§ Challenge: Rescale the data records from the line containing "Find the green tree." through the line containing "[137,14,220,86]", inclusive. Reproduce every one of these lines and leave the requests unchanged, but multiply each bounding-box coordinate by 1.9 and round it to the nearest whole number, with halves rounded up.

#### Given records ####

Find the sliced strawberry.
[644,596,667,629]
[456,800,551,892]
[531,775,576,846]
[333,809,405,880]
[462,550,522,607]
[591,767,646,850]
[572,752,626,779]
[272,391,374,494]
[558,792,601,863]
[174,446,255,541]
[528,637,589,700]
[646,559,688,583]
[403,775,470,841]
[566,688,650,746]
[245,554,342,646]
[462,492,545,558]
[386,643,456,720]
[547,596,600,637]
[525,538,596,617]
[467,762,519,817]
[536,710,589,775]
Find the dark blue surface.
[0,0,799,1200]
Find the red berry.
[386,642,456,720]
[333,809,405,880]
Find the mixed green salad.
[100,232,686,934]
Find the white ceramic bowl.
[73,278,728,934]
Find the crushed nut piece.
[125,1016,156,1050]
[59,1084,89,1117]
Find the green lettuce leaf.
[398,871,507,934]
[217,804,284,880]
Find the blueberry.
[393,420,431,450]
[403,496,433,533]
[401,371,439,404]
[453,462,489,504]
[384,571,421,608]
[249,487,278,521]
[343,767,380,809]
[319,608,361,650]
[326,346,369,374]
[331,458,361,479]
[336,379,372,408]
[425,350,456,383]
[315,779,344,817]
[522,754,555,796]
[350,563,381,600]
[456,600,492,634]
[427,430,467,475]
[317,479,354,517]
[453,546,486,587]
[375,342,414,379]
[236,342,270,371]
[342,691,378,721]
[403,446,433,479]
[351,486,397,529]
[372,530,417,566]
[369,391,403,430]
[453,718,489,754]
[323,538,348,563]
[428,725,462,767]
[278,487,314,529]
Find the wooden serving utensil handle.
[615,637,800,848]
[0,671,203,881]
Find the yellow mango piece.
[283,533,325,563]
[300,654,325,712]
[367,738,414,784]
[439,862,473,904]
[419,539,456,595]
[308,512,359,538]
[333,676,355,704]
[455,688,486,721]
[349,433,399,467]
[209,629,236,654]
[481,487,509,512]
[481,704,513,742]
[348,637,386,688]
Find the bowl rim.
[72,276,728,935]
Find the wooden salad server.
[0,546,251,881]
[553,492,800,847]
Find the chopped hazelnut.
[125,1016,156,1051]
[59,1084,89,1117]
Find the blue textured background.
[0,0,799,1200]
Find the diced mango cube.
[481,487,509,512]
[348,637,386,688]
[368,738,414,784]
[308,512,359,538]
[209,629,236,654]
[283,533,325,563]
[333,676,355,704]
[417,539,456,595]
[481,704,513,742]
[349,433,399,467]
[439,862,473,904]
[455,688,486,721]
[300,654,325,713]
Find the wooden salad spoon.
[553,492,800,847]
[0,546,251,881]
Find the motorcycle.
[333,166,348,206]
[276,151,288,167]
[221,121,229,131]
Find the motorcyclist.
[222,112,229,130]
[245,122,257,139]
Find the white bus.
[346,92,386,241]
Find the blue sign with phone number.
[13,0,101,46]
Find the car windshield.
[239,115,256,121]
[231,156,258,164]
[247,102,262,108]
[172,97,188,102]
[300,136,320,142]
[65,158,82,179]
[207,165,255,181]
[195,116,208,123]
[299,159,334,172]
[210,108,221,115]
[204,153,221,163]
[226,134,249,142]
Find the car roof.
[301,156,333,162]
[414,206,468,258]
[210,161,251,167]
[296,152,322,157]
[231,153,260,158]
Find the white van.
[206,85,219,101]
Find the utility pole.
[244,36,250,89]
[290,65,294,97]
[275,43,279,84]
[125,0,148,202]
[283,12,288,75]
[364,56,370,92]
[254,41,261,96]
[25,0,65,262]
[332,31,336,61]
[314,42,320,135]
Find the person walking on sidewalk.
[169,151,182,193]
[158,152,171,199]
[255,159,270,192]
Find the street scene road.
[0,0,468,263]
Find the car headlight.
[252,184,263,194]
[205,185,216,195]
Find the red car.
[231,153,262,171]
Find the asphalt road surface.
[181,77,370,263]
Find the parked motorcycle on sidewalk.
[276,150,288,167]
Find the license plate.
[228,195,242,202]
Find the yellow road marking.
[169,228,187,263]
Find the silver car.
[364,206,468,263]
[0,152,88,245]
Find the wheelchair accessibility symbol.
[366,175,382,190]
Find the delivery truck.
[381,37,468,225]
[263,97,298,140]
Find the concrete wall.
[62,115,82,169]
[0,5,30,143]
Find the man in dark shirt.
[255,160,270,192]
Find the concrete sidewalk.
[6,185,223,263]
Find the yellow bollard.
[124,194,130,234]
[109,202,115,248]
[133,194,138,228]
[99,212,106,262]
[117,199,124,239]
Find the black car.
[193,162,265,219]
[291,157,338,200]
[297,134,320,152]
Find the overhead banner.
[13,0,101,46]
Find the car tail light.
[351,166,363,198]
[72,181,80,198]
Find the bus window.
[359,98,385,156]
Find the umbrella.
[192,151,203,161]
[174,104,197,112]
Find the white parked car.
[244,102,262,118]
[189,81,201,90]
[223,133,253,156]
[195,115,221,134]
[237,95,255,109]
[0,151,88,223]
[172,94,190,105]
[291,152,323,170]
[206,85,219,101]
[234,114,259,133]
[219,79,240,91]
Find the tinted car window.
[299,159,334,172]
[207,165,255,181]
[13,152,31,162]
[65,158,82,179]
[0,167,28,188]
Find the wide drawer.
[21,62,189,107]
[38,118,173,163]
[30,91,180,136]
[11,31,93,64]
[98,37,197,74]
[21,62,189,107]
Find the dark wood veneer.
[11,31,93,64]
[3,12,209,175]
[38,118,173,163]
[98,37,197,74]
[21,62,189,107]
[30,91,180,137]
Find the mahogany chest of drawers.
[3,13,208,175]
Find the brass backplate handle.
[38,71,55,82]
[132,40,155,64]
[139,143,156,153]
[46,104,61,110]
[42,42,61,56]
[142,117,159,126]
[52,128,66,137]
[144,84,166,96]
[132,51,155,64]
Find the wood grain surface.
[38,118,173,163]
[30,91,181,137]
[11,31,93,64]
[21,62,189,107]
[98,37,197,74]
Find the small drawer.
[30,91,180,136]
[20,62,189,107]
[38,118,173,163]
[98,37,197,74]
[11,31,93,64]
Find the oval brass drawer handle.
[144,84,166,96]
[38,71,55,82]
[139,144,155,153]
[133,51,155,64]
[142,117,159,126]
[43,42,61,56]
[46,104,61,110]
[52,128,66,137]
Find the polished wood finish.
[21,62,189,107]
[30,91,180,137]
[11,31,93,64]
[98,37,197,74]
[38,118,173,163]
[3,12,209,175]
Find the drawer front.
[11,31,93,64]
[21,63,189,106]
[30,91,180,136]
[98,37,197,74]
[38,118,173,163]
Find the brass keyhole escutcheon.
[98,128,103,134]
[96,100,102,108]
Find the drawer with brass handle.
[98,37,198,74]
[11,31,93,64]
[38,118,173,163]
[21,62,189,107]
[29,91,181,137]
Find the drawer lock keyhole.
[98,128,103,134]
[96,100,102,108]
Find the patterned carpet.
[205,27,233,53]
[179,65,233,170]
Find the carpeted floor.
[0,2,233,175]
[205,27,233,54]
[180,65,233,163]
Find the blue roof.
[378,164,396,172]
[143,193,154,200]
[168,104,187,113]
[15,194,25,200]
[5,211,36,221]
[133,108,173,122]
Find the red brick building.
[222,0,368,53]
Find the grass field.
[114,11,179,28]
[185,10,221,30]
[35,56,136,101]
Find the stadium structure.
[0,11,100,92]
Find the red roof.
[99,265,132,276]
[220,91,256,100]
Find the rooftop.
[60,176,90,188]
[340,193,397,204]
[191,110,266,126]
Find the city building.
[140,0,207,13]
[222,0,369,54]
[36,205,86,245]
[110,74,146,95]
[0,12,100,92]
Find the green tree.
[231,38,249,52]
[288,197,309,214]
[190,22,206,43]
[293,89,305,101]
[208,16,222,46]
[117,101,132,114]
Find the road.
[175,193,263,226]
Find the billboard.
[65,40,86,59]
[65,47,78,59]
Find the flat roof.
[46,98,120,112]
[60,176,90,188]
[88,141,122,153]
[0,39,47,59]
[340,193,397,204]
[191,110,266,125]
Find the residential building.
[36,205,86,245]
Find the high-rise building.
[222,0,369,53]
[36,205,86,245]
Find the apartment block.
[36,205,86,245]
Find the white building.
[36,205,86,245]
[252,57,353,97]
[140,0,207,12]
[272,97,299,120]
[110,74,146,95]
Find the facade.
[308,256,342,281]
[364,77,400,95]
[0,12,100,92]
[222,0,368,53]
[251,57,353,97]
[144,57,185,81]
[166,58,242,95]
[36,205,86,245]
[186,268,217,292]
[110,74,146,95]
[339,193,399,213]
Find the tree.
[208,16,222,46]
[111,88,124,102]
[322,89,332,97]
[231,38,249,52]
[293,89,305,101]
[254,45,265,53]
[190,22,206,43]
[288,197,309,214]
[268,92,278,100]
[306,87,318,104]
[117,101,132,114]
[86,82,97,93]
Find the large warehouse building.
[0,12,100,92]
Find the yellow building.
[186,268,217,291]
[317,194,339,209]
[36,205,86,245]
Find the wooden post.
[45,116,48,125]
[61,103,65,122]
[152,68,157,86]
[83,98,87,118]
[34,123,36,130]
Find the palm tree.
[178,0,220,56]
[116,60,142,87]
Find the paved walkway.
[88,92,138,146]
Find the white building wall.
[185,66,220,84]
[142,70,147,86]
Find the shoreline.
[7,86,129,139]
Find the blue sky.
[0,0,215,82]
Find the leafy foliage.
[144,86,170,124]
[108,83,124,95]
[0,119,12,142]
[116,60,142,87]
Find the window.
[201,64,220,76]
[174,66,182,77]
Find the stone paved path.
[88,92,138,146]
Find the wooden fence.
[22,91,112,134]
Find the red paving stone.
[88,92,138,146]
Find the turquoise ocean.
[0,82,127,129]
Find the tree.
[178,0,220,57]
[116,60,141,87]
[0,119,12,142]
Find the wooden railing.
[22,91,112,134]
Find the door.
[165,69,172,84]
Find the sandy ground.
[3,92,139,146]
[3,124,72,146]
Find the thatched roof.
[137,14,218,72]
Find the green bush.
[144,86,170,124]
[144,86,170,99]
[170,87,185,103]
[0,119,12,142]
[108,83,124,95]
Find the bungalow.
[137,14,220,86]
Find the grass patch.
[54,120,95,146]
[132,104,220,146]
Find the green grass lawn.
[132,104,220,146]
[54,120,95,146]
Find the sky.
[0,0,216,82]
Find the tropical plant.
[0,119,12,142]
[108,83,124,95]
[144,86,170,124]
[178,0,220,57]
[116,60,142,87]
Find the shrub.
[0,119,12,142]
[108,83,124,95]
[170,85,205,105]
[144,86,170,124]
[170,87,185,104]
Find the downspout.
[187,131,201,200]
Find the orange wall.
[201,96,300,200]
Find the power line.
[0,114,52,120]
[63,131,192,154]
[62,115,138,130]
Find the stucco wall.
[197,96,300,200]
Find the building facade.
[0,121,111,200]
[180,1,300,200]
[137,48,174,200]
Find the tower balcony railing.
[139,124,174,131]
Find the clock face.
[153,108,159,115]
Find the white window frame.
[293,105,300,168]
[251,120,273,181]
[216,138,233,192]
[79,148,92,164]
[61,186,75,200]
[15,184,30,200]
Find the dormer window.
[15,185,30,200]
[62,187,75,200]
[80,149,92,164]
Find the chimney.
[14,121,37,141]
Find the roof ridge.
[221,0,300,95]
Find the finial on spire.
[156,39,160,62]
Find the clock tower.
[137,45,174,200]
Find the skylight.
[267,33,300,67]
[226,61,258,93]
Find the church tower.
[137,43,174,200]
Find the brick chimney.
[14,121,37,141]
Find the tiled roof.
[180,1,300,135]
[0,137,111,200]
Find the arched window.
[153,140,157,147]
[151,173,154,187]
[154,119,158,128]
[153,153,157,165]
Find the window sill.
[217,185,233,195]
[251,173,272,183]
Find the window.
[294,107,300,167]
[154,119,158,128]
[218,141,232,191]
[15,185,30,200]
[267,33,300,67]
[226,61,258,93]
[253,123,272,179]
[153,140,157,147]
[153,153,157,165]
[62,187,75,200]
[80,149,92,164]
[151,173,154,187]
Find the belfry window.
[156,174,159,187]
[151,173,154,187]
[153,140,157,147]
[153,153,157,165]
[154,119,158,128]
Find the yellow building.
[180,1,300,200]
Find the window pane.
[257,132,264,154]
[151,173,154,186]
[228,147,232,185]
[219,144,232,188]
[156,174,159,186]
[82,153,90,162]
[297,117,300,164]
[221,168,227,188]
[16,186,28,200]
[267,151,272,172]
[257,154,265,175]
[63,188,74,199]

####

§ Full answer:
Find the green tree.
[439,72,473,99]
[547,374,587,407]
[361,42,391,82]
[557,169,580,192]
[395,30,422,87]
[222,192,251,217]
Find the road.
[333,367,500,429]
Find the billboard.
[124,76,163,112]
[124,89,148,112]
Find the flat roof.
[87,186,228,213]
[114,334,171,357]
[167,268,232,291]
[0,74,89,112]
[646,367,754,388]
[363,209,505,238]
Find the residential building.
[68,390,163,466]
Find the high-rise building.
[422,0,701,101]
[68,390,163,466]
Find the apartment block.
[68,390,163,466]
Find the white building.
[68,390,163,466]
[479,108,671,184]
[266,0,393,23]
[517,184,568,228]
[209,141,277,181]
Find the facade.
[585,486,650,534]
[692,146,760,181]
[0,23,190,175]
[422,0,699,101]
[477,108,671,184]
[274,108,352,154]
[315,110,460,181]
[68,390,163,466]
[353,509,412,555]
[209,141,277,181]
[644,367,758,405]
Find the tree.
[395,30,422,87]
[211,167,236,194]
[612,169,631,184]
[439,72,473,99]
[557,169,580,192]
[483,86,504,101]
[361,42,391,82]
[547,374,587,407]
[509,175,528,190]
[581,165,604,198]
[222,192,251,217]
[163,156,184,177]
Find the large warehouse building.
[0,23,190,175]
Find the yellow building.
[353,509,412,553]
[602,369,644,397]
[68,390,163,466]
Find the wooden post.
[86,220,91,238]
[116,196,124,232]
[289,129,298,163]
[158,186,165,224]
[65,234,68,247]
Find the palm tree.
[338,0,418,106]
[220,114,270,165]
Find the paved walkway.
[167,175,262,277]
Find the white building wall.
[352,125,418,160]
[270,133,279,163]
Find the shoreline.
[13,163,245,264]
Find the blue sky.
[0,0,409,156]
Find the leafy foliage.
[274,163,323,236]
[205,158,236,181]
[0,226,23,270]
[220,114,270,165]
Find the window.
[382,122,418,144]
[331,125,346,146]
Find the stone paved path.
[167,175,262,277]
Find the wooden fence.
[42,173,213,255]
Find the red paving stone.
[167,175,262,277]
Find the turquoise ocean.
[0,156,241,245]
Find the tree.
[338,0,418,108]
[220,114,268,165]
[0,226,23,270]
Find the wooden railing.
[42,173,213,255]
Find the door.
[314,131,327,160]
Find the sandy ground.
[6,175,264,277]
[6,236,137,277]
Find the thatched roof.
[260,27,414,137]
Find the green bush.
[274,163,323,236]
[274,163,323,188]
[323,165,352,196]
[0,226,23,270]
[205,158,236,181]
Find the bungalow.
[260,27,418,163]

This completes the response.